*What to produce*. Output all lines exactly, with nothing added or dropped.

*Records to use*.
####
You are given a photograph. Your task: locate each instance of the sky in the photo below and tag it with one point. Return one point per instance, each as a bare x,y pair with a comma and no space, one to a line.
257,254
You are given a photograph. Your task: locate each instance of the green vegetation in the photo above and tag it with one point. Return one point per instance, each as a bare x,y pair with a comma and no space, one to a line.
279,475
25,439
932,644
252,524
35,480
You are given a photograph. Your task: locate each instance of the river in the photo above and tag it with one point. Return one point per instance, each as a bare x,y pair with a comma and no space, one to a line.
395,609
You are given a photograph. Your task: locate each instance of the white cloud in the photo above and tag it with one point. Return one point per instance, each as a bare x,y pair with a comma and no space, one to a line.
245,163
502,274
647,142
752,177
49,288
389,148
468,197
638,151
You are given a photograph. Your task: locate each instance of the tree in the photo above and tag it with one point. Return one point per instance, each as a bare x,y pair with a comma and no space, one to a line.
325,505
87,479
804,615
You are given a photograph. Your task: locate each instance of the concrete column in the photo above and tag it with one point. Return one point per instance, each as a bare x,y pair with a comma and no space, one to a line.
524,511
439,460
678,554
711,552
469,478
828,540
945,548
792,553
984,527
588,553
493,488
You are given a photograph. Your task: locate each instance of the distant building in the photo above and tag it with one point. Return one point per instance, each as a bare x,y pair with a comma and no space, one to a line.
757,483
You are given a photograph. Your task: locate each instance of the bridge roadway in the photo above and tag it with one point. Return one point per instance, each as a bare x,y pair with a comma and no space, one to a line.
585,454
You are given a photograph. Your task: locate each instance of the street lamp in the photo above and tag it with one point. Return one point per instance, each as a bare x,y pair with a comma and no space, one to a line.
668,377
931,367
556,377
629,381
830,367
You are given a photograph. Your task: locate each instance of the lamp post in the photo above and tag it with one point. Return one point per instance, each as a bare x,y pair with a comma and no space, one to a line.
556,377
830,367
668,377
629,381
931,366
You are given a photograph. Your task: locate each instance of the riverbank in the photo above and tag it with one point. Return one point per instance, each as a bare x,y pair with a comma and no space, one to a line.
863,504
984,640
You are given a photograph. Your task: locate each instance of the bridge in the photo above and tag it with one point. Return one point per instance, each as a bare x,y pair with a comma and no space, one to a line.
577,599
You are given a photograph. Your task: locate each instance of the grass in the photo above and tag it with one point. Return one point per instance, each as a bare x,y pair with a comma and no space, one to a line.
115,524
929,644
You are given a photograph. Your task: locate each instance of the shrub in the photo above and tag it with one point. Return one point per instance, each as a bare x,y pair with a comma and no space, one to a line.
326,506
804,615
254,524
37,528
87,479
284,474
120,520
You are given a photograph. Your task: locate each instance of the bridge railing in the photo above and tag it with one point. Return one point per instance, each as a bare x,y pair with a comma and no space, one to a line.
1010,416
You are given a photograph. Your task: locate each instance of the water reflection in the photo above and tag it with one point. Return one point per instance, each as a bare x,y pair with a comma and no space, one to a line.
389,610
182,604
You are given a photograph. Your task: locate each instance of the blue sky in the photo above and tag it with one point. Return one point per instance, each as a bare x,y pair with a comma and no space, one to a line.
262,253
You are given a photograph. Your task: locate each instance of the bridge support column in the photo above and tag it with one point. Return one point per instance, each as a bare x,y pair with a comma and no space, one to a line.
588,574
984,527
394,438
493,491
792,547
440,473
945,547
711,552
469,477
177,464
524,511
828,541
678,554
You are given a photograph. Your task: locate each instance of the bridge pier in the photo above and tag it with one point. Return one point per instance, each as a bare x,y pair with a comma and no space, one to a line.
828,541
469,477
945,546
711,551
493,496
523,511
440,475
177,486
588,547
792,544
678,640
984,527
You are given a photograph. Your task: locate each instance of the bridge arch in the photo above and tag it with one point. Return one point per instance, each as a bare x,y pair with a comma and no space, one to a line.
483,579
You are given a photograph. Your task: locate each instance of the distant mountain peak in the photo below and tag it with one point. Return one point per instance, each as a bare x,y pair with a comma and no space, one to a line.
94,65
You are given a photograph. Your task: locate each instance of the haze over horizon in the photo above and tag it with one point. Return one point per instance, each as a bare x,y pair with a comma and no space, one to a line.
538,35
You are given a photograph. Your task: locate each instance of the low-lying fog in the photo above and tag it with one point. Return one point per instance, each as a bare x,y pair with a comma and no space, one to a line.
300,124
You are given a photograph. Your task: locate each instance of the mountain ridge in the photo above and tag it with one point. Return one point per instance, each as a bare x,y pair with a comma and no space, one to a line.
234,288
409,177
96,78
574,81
####
*Solved exercise*.
You are given a photograph. Your task: locate each instance of the sky in the photo below and tag it with one point. Return one point per instance, each as a bare x,y pair with a comma and no space, one to a line.
257,254
You are given a photograph. Your task: locate each instance of the green vegetation in the photo above and tag it with one point. Return one point per instance, each as a bare x,y pair with a comma and no space, one to a line.
279,475
25,439
932,644
252,524
35,480
You are given a photograph. Your task: locate each instance of the river in the photo above and tag it with one point. Return one point per instance, each as a bare x,y pair with a comma and no space, one to a line.
395,609
You are given a photograph. Your task: locate each instance of the white cloud in the photo above and tag it with one point. Return one point per instance, each as a bare x,y pair with a comma and no space, one to a line.
245,163
502,274
647,142
752,177
49,288
389,148
468,197
638,151
You are given a photograph. Your task: locate each instance of the tree in the photo above and tag it with one point. Return one point per instance, each as a bare x,y pair with a comma and no space, one to a line.
325,505
87,479
804,615
You are given a photograph. Your task: locate each instance of the concrete column in the photo above and tag it with one point. Return one point per instance, each as a bare x,y pair with a comma and no space, one to a line.
524,511
439,460
678,554
711,552
469,478
828,540
945,548
792,553
984,527
588,553
493,488
You are given a photograph. Your task: locate each instance of the distant building in the photo above and tag it with one point. Return one point per instance, each as a bare x,y pair with a comma and no space, one to a line.
757,483
You are given a photograph. Your task: locate each instance of the bridge roadway in the photo above and tag it with one point. Return one point per instance, each as a bare x,y pair with a comma and no space, one to a line.
585,454
You are given a photograph. Your task: locate each instance of the street lamp in the photo above and tag it with one point. Return one point per instance, each as a bare x,y pair with a comma and no space, one to a line.
668,377
931,367
556,377
629,381
830,367
You are given a photograph. Your task: locate each instance of the lamp post in the photo above and tag it with one point. Return one point per instance, each as a bare x,y pair with a comma and no space, one to a line.
556,377
830,367
668,377
629,381
931,366
You are given a photograph. Your task: locate each instance of the riverbank in the photo above and tag it with one point. Return one point per instance, each as a bare x,y pair with a comma and no space, one to a line.
863,504
984,640
You are given a photograph. Your task: locate each instance of the bridge in the photo above and tag it with one point. Return one point per instance, each as a bare x,y pair with a comma and no space, one to a line.
577,599
You are given a photograph. Your task: locate each instance of the grass in the photo above and tag it with one point. Return one point per instance, each as a bare x,y pair with a comma and no space, one to a line.
115,524
929,644
You are given a photograph. Your task: locate each instance of the shrub in the photo above and tag it with one point. Return one point per instance, each as a bare x,y pair with a comma and no space, one to a line.
326,506
804,615
254,524
37,528
87,479
284,474
120,520
You are given a photograph. Your task: locate each instance of the bridge railing in the photo above and tag it with one point. Return one point per instance, each as a bare x,y pair with a comma and no space, one to a line.
1010,416
You are given a photograph. Your task: locate each instance of the water reflection in the photo above and tag it with one point. Return one point per instance, each as a bare x,y pair with a comma and no space, one to a line.
389,610
182,604
You are given a photograph. Your task: locate each instance of the blue sky in the photo above and tag it with one point. Return one point per instance, each as a bare x,y pair with a comma and no space, one to a line.
262,253
You are given a photograph. Your task: locate each instance of the bridge support column in the photo above and tag it with one point. Return one point per instance, each as a bare x,y pair with a comma and no space, one to a line.
588,574
984,527
394,438
493,491
792,547
440,473
945,547
711,552
469,477
177,464
524,511
828,541
678,554
You are given a photograph. Your task: locate each instance of the bridge pier in the photo above and tag it with one point. Return one point per instance, each as a bare x,y pair with a comma and no space, one to a line.
828,541
469,477
945,546
711,551
493,496
523,511
440,475
177,486
588,547
792,544
678,640
984,527
You are given a photograph. Your task: locate each instance of the bridge arch in the photo above and tag it with one point. Return one point per instance, each as a bare x,y pair with a comma and no space, one to a line.
483,579
You are given a photograph. Your task: locate each instance of the distant mountain peak in the photo below and tag it with one point. Return one point per instance, each as a bare x,y pair with a comma and no space, one to a line.
94,65
You are given a photograph. Your task: locate each instance of the haze over horizon in the photo above and tag it with one point. Return one point per instance, each as a bare x,y pair with a comma and no space, one to a line.
538,35
You are given a photograph. Your task: locate each instance of the low-lying fog in the photo above and tag it with one point. Return one point per instance, each as a bare x,y pair with a comma and no space, one to a line.
300,124
You are given a photograph. Your task: locate each instance of the mountain ridge in the photo above and tag it with one point. Return one point per instance, each as a bare x,y pair with a comma and no space, one to a line.
234,288
409,177
96,78
574,81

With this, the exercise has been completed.